Article:
********************

In contrast, our social service training programs last from 12 to 22 weeks, with “classroom” time ranging from 70 – 350 hours.  This kind of sustained classroom time commitment just isn’t feasible in the corporate world.  However, trainees need soak time to confront and modify attitudes and habits so that new skills can stick.  We should squarely face a truth that most trainers and adult learners have experienced – unlearning old habits, attitudes and behavior patterns takes more time than merely acquiring new skills.  Without sustained attention, these acquired mental patterns interfere with new learning, leading trainees to downshift into old, familiar but out-of-date behavior patterns.  Sustained attention to learning can help trainees identify old patterns that no longer work and replace them with new behavior patterns, undergirded by mastery of new skills.  In our programs, we often rely on peer feedback and mutual mentoring to deepen and sustain new attitudes and behaviors, and these relationships extend well beyond the classroom environment.  By utilizing peer mentoring and other methods to facilitate learning within the everyday work environment, corporate trainers can extend the learning time beyond the classroom.

 

The Heart of the Matter

I vividly recall a priest’s homily from years ago where he said: “the heart of the matter is the heart itself”.  Training only in measurable “surface” skills without acknowledging deeper, related issues of the heart seems like trying to navigate a boat in shallows without considering the many shoals, sandbars and deep water currents beneath the surface of the water.  Who we are matters as much as what we can do in determining job performance.  Transformational learning changes who we are in some important ways.

********************

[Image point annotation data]
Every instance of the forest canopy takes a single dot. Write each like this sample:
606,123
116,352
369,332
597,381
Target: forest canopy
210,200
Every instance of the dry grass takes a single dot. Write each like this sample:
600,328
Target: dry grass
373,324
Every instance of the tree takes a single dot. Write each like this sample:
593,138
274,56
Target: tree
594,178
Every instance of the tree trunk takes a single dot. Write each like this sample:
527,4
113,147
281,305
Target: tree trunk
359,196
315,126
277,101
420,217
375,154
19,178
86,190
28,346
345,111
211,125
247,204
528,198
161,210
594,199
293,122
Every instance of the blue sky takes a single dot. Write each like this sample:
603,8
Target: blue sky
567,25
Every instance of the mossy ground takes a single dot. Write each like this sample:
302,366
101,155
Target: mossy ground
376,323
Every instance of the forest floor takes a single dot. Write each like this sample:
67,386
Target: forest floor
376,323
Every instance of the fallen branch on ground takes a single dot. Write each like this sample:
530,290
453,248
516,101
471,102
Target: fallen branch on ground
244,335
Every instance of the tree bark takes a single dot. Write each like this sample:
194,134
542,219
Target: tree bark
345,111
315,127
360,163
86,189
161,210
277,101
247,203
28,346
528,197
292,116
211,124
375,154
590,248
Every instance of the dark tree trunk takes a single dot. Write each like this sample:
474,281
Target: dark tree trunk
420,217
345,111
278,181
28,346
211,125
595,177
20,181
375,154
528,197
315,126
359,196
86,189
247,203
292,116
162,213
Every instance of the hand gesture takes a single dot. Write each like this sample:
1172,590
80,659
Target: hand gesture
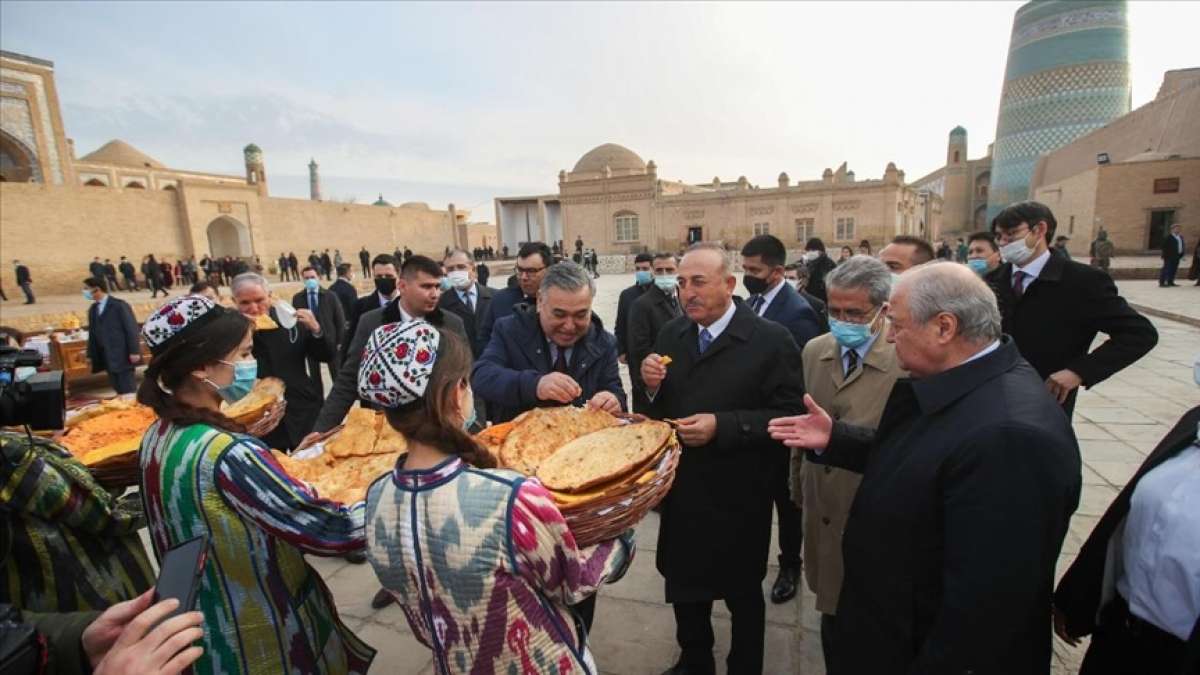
696,430
558,387
654,371
811,430
606,401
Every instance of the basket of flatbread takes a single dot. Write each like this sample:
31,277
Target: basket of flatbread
262,408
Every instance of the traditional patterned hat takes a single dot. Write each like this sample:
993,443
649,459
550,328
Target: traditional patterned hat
397,362
177,316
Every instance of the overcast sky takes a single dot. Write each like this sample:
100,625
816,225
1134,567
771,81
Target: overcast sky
463,102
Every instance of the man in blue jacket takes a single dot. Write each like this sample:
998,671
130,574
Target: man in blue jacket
556,353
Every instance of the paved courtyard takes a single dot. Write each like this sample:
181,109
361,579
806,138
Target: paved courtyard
1117,424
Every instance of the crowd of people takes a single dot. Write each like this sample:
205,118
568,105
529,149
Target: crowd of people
905,417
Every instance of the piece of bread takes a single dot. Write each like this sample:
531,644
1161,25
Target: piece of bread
539,432
604,457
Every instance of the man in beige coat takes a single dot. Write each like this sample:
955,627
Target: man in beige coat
850,372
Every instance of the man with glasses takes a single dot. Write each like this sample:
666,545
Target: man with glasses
1054,308
850,372
533,260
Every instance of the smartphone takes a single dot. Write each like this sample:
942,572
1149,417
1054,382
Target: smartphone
179,574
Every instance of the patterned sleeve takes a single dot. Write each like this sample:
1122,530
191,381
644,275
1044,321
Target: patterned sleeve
546,554
258,488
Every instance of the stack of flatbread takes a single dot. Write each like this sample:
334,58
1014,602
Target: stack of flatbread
364,449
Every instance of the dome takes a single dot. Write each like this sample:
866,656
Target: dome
121,154
617,157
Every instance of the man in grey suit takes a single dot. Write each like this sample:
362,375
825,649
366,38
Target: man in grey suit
113,344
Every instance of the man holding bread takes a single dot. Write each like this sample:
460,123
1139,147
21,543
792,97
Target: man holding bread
719,374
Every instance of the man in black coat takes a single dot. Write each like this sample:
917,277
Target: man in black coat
113,342
1089,601
1054,308
343,288
328,310
731,372
643,280
1174,250
657,308
969,485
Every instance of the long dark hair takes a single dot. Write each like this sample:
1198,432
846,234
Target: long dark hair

********************

Task requirements:
A – In the training article, how long do the social service training programs last?
B – Carry on the training article from its final sentence.

Results in order:
A – From 12 to 22 weeks.

B –
I recall a corporate training project that was originally presented by executive sponsors as simple skills enhancement for financial salespeople in two departments of a bank to learn financial planning skills along with a new financial planning software tool.  When our training team dug deeper in their front-end analysis, they uncovered several “heart” issues that threatened this “simple” training project: 

  • One large subgroup of trainees rarely used computers and were very fearful, even panicky, about this proposed change
  • Two competing sales units involved in the initiative had a heated rivalry and didn’t want to work together or share customer data
  • Change-weary salespeople dismissed this project as just another top-down initiative from the latest in a series of revolving-door executives who would soon go away and allow them to return to business-as-usual 

 

When executives who sponsored the training ignored recommendations about dealing with these emotional issues and insisted on staying the course, the training delivery blew up.  Many of the trainees got angry at how the program was misrepresented as “simple” skills enhancement, and threatened to walk out of the training program.  

 

Trainers pride themselves in utilizing the science of performance and instructional technology.  But people aren’t machines.  Practitioners must continually balance the science of performance technology with the art of human relations, and openly acknowledge matters of the heart so that they avoid emotional shipwrecks and navigate within the deep water emotional currents of learning.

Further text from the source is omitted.